----- Given passage -----
The other side of the coin is how will the whole epidemic play into, for example, what's happening in US-China relations? I think we can probably be more affirmative about where things are likely to go in this context. The turn against China in the US is not temporary. It is for the long term. This is clearly evident with Trump. But if you look at the candidates in the Democratic primaries, even those on the left are hostile toward China. So I think that relations between the US and China are going to become more difficult. They're not going to be mended. We've got a temporary ceasefire on the trade agreement, but the tech war is intensifying. So I think we're moving toward a more bifurcated world. I think that the epidemic will probably have the effect of encouraging that process.
GT: Some believe the epidemic will accelerate the decoupling of China and the world, especially the West. Do you agree?
Jacques: I think probably that will be the case. I think that the effect of the epidemic will be, if anything, to intensify the process of decoupling. This is proceeding apace, and it's clear that America is seeking to try and reduce its dependence on China and to make it more difficult for Chinese tech to develop, by discouraging American tech firms from having a trading relationship with China.
In fact, that process seems to be not just continuing, but perhaps accelerating. The US forbids people in China from flying to the US and a lot of other countries have followed suit. That adds to this atmosphere of you go your way, we'll go our way. We don't want to cooperate with you. We want to reduce our cooperation with you. We do have certain things in common but a lot of things we don't have in common.
The fact that this has been accompanied by such China-bashing in the West, running down China's governing system, encouraging racism toward Chinese people - that can only reinforce this process.
-----
- Your tasks
1) In the interview on US-China relations, what is said to be intensifying despite the temporary ceasefire on the trade agreement?
2) Write the next part of the interview on US-China relations, picking up after its final sentence.
----- Excerpted records -----
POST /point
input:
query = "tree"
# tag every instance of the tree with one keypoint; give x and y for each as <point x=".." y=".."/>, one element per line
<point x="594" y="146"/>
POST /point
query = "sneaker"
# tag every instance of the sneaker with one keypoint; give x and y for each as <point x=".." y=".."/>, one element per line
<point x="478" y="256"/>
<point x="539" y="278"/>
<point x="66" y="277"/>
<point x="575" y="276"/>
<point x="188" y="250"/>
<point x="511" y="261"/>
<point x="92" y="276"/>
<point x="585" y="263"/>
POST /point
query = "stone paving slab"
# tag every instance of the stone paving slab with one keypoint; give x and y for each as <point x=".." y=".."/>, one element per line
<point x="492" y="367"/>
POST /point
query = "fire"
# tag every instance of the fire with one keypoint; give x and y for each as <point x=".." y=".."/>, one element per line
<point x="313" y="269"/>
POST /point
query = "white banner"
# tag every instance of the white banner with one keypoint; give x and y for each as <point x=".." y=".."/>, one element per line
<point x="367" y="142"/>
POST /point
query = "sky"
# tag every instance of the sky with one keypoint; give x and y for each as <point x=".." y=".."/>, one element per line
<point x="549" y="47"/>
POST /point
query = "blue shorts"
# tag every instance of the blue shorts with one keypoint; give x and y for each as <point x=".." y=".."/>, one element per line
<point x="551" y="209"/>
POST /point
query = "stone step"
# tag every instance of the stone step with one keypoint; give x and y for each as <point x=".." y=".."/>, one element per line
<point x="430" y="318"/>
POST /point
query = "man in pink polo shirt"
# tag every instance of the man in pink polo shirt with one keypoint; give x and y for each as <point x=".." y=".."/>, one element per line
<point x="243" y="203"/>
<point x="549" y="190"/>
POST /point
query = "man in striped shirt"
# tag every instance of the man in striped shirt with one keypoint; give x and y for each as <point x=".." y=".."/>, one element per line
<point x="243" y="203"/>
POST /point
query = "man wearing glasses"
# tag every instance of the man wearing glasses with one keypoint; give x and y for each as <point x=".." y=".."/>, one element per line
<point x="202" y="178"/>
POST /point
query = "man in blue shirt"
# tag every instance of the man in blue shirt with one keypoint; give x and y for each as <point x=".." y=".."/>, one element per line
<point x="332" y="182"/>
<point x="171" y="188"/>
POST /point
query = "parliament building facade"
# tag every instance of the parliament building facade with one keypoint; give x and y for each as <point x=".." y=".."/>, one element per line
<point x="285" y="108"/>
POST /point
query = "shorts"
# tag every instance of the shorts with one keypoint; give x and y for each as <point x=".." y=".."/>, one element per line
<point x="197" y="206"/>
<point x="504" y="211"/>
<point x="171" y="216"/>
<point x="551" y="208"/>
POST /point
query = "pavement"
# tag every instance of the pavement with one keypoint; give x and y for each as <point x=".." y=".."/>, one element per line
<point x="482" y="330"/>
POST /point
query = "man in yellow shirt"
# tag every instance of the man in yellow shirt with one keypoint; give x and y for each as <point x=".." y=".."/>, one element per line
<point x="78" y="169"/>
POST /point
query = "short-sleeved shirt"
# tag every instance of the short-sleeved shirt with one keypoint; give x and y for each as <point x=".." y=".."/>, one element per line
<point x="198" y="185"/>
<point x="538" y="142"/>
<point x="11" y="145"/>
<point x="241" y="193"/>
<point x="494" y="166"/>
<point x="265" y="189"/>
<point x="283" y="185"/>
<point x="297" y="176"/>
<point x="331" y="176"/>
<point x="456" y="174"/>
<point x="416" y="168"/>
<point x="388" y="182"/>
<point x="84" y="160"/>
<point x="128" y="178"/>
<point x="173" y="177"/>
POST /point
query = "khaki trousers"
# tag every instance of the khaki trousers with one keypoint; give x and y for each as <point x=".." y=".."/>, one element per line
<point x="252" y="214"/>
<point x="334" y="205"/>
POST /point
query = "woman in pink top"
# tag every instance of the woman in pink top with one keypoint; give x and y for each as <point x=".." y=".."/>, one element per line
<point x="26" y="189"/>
-----
- Task-by-task answers
1) The tech war.

2)
GT: What kind of experience and lessons can this epidemic offer the world in terms of public health systems, urban governance and international cooperation?
Jacques: I think the great lesson is going to be that disease knows no barriers. There are no borders. It can and does go anywhere, everywhere. The initial reaction was to say this is a Chinese disease, which is absolute nonsense. But now as it spreads around the world, we can see we're all in the same boat. We have to learn from each other, and it is one of the great humanitarian issues. We're all human beings. We share the same problems. We all get ill. We all have the same fears of getting ill. So this is an issue that essentially is not a political issue. It's a humanitarian issue, and as such it requires cooperation, collaboration, and pulling together.
After attacking China early on, now people are saying we need to learn from China. Look at what they've done, the quarantining, look how they managed to contain it. We need to learn from each other in this situation. Until very recently it was essentially seen as a Chinese problem. Not now. It's spreading all over the place. I think it has the capacity to bring the world together. That would be the most optimistic note I could strike in relation to the epidemic.